EXERCISE INSTRUCTIONS: In the listing that follows, the range to quote begins at the line that has "Target: cabinet drawer" and ends after the line that has "to the small"; quote it verbatim and add nothing.

DATA PROVIDED:
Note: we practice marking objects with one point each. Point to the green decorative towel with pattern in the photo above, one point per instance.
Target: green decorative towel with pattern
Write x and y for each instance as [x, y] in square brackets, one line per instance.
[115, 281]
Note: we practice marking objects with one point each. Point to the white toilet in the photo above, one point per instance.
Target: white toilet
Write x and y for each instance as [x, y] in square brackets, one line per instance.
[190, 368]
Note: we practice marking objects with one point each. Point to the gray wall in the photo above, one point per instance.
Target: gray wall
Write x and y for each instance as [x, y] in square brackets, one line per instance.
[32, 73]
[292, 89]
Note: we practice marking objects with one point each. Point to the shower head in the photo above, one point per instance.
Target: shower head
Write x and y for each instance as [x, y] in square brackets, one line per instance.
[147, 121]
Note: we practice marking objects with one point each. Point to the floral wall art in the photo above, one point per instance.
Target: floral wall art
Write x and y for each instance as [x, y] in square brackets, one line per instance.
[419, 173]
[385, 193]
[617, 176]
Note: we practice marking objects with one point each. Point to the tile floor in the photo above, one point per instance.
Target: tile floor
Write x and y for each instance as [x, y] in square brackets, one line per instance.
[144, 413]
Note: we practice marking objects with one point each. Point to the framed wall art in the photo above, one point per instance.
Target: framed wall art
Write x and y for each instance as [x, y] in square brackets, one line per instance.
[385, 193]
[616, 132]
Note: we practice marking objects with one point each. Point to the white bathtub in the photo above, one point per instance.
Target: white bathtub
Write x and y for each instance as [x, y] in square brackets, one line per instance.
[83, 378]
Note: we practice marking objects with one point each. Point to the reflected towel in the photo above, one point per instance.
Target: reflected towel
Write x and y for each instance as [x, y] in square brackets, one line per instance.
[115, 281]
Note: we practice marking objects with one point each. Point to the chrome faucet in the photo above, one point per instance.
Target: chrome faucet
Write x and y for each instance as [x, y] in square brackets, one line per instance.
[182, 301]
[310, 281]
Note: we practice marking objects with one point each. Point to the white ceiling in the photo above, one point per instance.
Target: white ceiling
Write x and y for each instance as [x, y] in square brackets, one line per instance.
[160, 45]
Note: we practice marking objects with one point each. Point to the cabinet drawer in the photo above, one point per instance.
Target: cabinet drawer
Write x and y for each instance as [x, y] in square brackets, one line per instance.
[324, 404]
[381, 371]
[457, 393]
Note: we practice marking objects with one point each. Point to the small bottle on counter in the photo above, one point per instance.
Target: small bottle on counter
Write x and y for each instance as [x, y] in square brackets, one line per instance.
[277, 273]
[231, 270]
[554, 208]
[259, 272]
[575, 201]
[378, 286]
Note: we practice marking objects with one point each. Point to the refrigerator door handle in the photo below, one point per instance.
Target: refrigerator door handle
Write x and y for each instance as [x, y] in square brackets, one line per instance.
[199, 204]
---
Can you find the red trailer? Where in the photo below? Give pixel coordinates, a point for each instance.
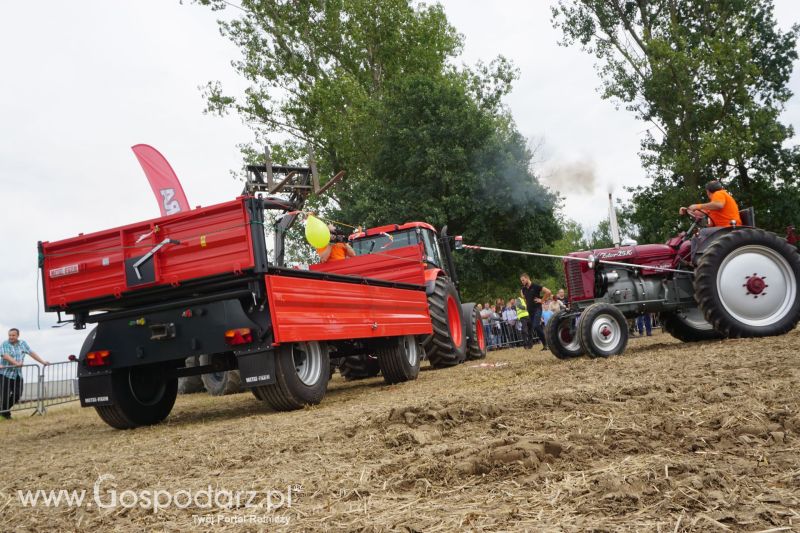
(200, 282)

ANSWER SECTION:
Target: cabinet drawer
Write x and y for each instance as [x, y] in square brackets, one line per instance.
[324, 404]
[381, 371]
[457, 393]
Note: we practice marking objects with one point each. Point to the small bottle on counter in the photo above, one point per instance.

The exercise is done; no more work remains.